- _TASK ITEM_:
Please reproduce the data below word for word, keeping every line intact.

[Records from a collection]
━━━━━━━━━━━━━━━━

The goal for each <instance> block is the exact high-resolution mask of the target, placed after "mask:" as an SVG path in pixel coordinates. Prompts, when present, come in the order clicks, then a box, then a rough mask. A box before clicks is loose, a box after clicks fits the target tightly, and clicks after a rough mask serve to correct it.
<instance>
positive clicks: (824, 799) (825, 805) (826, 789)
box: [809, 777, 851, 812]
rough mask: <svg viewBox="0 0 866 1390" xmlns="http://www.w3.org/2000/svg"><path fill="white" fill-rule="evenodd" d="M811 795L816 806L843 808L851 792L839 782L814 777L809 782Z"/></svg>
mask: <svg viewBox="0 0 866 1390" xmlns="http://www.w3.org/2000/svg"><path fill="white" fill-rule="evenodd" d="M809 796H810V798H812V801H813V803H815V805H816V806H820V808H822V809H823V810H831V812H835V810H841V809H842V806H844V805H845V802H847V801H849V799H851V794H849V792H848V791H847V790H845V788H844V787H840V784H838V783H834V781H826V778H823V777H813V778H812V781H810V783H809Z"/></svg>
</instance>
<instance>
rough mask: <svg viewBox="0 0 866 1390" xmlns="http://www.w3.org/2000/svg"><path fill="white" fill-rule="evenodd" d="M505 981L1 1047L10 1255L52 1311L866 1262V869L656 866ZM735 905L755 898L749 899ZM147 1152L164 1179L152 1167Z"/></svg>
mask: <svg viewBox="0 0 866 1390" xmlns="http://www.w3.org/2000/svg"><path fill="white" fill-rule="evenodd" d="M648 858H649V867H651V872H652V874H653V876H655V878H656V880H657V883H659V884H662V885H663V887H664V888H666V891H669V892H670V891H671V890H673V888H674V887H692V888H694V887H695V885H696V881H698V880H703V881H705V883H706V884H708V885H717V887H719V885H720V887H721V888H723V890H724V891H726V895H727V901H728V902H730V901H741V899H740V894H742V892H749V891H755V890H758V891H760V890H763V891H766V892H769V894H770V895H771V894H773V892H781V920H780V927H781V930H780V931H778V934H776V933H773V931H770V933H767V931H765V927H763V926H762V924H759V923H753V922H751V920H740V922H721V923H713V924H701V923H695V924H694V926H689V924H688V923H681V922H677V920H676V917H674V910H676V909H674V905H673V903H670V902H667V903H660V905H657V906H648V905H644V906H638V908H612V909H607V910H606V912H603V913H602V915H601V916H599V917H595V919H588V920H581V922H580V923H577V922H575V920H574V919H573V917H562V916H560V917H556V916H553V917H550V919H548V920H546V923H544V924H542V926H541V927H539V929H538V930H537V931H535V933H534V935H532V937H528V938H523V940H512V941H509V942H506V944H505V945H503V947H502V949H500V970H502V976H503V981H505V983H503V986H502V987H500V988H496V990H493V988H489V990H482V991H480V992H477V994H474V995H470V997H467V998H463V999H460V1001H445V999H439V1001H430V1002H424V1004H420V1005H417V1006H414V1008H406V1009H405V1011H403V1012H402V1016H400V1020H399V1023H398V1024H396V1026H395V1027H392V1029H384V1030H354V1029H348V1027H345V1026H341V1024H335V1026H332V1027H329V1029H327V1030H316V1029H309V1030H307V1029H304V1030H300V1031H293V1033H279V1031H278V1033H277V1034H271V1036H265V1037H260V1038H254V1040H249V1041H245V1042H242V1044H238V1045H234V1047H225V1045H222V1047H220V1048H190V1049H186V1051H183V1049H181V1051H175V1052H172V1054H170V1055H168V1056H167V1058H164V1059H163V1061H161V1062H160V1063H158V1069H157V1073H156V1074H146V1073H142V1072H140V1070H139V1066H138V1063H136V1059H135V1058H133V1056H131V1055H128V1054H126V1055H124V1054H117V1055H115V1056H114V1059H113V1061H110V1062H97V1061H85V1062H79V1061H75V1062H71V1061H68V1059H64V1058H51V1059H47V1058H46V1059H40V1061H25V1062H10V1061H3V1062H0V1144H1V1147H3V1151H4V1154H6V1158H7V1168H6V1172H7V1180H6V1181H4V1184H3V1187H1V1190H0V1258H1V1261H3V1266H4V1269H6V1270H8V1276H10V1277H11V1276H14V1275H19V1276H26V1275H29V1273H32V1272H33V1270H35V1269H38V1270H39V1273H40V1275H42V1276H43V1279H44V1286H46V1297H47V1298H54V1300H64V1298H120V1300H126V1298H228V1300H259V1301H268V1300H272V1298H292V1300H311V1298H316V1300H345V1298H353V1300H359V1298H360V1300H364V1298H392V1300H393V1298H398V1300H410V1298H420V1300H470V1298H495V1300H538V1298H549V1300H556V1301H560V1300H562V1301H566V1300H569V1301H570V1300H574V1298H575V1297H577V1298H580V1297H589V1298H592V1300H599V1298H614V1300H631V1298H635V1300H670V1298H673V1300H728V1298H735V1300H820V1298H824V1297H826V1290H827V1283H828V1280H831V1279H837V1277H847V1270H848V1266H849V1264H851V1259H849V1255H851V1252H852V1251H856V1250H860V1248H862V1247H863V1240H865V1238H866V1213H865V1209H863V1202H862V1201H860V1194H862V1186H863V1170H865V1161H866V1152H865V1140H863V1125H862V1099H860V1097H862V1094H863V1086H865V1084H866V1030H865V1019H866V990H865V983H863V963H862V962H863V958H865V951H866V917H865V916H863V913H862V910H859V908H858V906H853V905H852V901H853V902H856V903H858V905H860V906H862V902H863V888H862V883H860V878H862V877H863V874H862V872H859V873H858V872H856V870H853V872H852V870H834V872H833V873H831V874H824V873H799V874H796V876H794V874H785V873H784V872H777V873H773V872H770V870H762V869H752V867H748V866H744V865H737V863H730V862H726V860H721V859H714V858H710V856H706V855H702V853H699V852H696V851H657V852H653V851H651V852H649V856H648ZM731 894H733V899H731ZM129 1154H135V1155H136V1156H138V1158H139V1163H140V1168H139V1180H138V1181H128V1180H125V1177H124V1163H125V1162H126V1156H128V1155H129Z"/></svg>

━━━━━━━━━━━━━━━━

- _YOUR SOLUTION_:
The goal for each <instance> block is the exact high-resolution mask of the target, placed after "mask:" as an SVG path in pixel coordinates. Prompts, when present, come in the order clicks, then a box, then a rough mask. A box before clicks is loose, a box after clicks fits the target tightly, and clicks after a rough mask serve to correct it.
<instance>
positive clicks: (824, 799) (825, 805) (826, 789)
box: [809, 777, 851, 812]
rough mask: <svg viewBox="0 0 866 1390" xmlns="http://www.w3.org/2000/svg"><path fill="white" fill-rule="evenodd" d="M811 795L816 806L843 808L851 792L839 782L814 777L809 782Z"/></svg>
mask: <svg viewBox="0 0 866 1390" xmlns="http://www.w3.org/2000/svg"><path fill="white" fill-rule="evenodd" d="M809 796H810V798H812V801H813V803H815V805H816V806H820V808H822V809H823V810H831V812H835V810H841V809H842V806H844V805H845V802H847V801H849V799H851V794H849V792H848V791H847V790H845V788H844V787H840V784H838V783H834V781H826V778H823V777H813V778H812V781H810V783H809Z"/></svg>
</instance>
<instance>
rough mask: <svg viewBox="0 0 866 1390" xmlns="http://www.w3.org/2000/svg"><path fill="white" fill-rule="evenodd" d="M505 981L1 1047L10 1255L52 1311L866 1262V869L656 866ZM735 905L755 898L749 899ZM147 1152L164 1179L152 1167Z"/></svg>
mask: <svg viewBox="0 0 866 1390" xmlns="http://www.w3.org/2000/svg"><path fill="white" fill-rule="evenodd" d="M648 858H649V867H651V872H652V874H653V876H655V878H656V880H657V883H659V884H662V885H663V887H664V888H666V891H669V892H670V891H671V890H673V888H674V887H692V888H694V887H695V885H696V881H698V880H703V881H705V883H706V884H708V885H717V887H719V885H720V887H721V888H723V890H724V891H726V895H727V901H728V902H730V901H741V899H740V894H742V892H749V891H755V890H758V891H760V890H763V891H766V892H769V894H770V895H771V894H773V892H781V920H780V927H781V930H780V931H778V934H776V933H773V931H770V933H767V931H765V927H763V926H762V924H759V923H753V922H751V920H740V922H721V923H713V924H701V923H695V924H694V926H689V924H688V923H681V922H677V920H676V917H674V910H676V909H674V905H673V903H670V902H667V903H660V905H657V906H648V905H644V906H638V908H612V909H607V910H606V912H603V913H602V915H601V916H599V917H595V919H588V920H581V922H580V923H577V922H575V920H574V919H573V917H562V916H560V917H556V916H553V917H550V919H548V920H546V923H544V924H542V926H541V927H539V929H538V930H537V931H535V933H534V935H532V937H528V938H523V940H512V941H509V942H506V944H505V945H503V947H502V949H500V970H502V976H503V981H505V983H503V986H502V987H500V988H496V990H493V988H489V990H482V991H480V992H477V994H474V995H470V997H467V998H463V999H460V1001H445V999H439V1001H430V1002H424V1004H420V1005H417V1006H414V1008H406V1009H405V1011H403V1012H402V1016H400V1020H399V1023H398V1024H396V1026H395V1027H392V1029H384V1030H354V1029H348V1027H345V1026H341V1024H335V1026H332V1027H329V1029H327V1030H316V1029H309V1030H307V1029H304V1030H300V1031H293V1033H279V1031H278V1033H277V1034H271V1036H265V1037H260V1038H254V1040H249V1041H245V1042H242V1044H238V1045H234V1047H225V1045H222V1047H220V1048H190V1049H186V1051H183V1049H181V1051H175V1052H172V1054H170V1055H168V1056H167V1058H164V1059H163V1061H161V1062H160V1063H158V1069H157V1073H156V1074H146V1073H142V1072H140V1070H139V1066H138V1063H136V1059H135V1058H133V1056H131V1055H128V1054H126V1055H124V1054H117V1055H115V1056H114V1059H113V1061H110V1062H97V1061H85V1062H79V1061H75V1062H71V1061H68V1059H64V1058H51V1059H47V1058H46V1059H40V1061H25V1062H10V1061H3V1062H0V1144H1V1147H3V1151H4V1154H6V1158H7V1168H6V1172H7V1180H6V1181H4V1184H3V1187H1V1190H0V1258H1V1261H3V1266H4V1269H6V1270H8V1276H10V1277H11V1276H14V1275H19V1276H26V1275H29V1273H32V1272H33V1270H35V1269H38V1270H39V1273H40V1275H42V1276H43V1279H44V1286H46V1297H47V1298H54V1300H64V1298H120V1300H126V1298H228V1300H259V1301H268V1300H272V1298H292V1300H311V1298H316V1300H345V1298H353V1300H359V1298H360V1300H364V1298H392V1300H393V1298H398V1300H410V1298H420V1300H470V1298H495V1300H538V1298H549V1300H556V1301H560V1300H562V1301H566V1300H569V1301H570V1300H574V1298H575V1297H577V1298H580V1297H589V1298H592V1300H599V1298H614V1300H631V1298H635V1300H670V1298H673V1300H728V1298H735V1300H820V1298H824V1297H826V1290H827V1283H828V1280H831V1279H837V1277H847V1270H848V1266H849V1264H851V1259H849V1255H851V1252H852V1251H856V1250H860V1248H862V1247H863V1240H865V1238H866V1213H865V1209H863V1202H862V1201H860V1194H862V1186H863V1170H865V1161H866V1152H865V1140H863V1125H862V1099H860V1097H862V1094H863V1086H865V1084H866V1030H865V1019H866V990H865V983H863V963H862V962H863V958H865V951H866V917H865V916H863V913H862V910H859V908H858V906H853V905H852V901H853V902H856V903H858V905H860V906H862V902H863V888H862V883H860V878H862V877H863V874H862V872H859V873H858V872H856V870H853V872H852V870H834V872H833V873H831V874H824V873H799V874H796V876H794V874H785V873H784V872H777V873H773V872H770V870H762V869H752V867H748V866H744V865H737V863H730V862H726V860H721V859H714V858H710V856H706V855H702V853H699V852H696V851H657V852H653V851H651V852H649V856H648ZM731 894H733V899H731ZM129 1154H135V1155H136V1156H138V1158H139V1163H140V1168H139V1180H138V1181H128V1180H125V1177H124V1163H125V1162H126V1156H128V1155H129Z"/></svg>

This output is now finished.